● PROVIDED TEXT

Maximum efficiency with minimum size is a driver in many circuits and DC-DC conversion is critical. Usefully, as you increase the frequency of pulses in a switched-mode converter, the inductor and capacitors shrink. Another effect though is that the transistor dissipates a little power at each switching edge and the more switching edges per second (frequency), the more power is dissipated. Efficiency and size therefore tend to be in opposition. Magnetics technology has changed little to improve things but latest wide band-gap semiconductors such as Silicon Carbide (SiC) and Gallium Nitride GaN) promise less dissipation per switching edge and therefore higher frequency operation and smaller magnetics. This technology is allowing non-isolated DC-DCs to provide efficiencies well over 95% with output currents to 100A and more. An example is the PTH04040Wpart from TI rated at 60A, with its output adjustable from 0.8V-2.5V from an input of 2.95V-5.5V in a package with just 51.94 x 26.54mm footprint.

Modular boost converters are less common but an example might be the ABXS002A3X41-SRZ from GE Critical Power which converts 8-16V input to 16-34V output at 2.3A in a footprint of 27.9 x 11.4mm.

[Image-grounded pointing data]
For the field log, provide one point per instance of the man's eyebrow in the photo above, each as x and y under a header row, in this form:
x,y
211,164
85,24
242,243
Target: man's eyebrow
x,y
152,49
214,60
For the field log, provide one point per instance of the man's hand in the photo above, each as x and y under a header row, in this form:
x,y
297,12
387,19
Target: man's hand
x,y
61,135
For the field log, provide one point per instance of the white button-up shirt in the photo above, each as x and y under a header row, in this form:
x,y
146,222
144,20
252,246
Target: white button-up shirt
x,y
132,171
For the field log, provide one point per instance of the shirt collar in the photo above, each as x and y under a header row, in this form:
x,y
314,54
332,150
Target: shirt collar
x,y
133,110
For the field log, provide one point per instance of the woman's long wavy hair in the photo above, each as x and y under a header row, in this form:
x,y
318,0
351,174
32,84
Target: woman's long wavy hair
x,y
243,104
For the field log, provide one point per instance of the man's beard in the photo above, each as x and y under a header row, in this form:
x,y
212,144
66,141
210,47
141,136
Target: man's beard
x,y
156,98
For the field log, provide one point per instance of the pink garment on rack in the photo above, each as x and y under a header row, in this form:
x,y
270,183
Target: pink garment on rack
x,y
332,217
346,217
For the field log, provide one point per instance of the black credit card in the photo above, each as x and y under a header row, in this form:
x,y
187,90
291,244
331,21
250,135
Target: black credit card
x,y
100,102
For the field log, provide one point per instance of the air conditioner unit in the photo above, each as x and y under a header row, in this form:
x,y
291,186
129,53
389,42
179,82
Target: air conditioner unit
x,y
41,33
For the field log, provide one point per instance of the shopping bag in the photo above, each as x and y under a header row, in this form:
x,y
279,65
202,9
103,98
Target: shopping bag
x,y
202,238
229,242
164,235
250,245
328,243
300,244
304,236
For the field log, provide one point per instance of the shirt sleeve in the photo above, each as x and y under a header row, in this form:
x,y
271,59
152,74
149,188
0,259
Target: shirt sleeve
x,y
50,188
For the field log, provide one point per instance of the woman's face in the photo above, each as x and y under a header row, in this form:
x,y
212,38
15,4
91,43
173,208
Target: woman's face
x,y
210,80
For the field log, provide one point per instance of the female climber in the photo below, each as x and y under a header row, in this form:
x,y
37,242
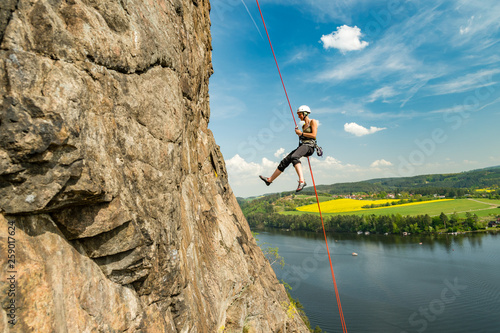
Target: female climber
x,y
307,143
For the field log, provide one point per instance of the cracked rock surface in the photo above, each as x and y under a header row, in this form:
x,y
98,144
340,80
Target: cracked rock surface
x,y
125,221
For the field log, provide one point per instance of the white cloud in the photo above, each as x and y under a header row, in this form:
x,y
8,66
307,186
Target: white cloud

● TASKS TO PERFORM
(A) In the text on DC-DC converters, what input and output does the modular boost converter from GE Critical Power handle?
(B) Continue the text on DC-DC converters, starting after its last sentence.

● RESULTS OF THE TASKS
(A) It converts an 8-16V input to a 16-34V output at 2.3A.

(B)
Non-isolated DC-DCs are often called ‘Point of Load’ (PoL) converters as they can be placed right at a typical load of a processor or FPGA, so that the load voltage is as accurate as possible. The most complex types will have many features such as digital control so that performance can be varied ‘on the fly’ to suit load conditions, usually set over an I2C line with a standard protocol such as PMBus. VRMs (Voltage Regulator Modules) are particular types of PoLs which meet IC manufacturers’ specific requirements, for example from Intel.

Isolated DC-DC converters

Isolation can be needed for different reasons; often it is convenient to split input and output ground so that current paths can be separated and not interact. A common use is when powering an RS485 interface – isolated power rails for the driver stop current flowing between grounds on the host and connected equipment (Figure 4).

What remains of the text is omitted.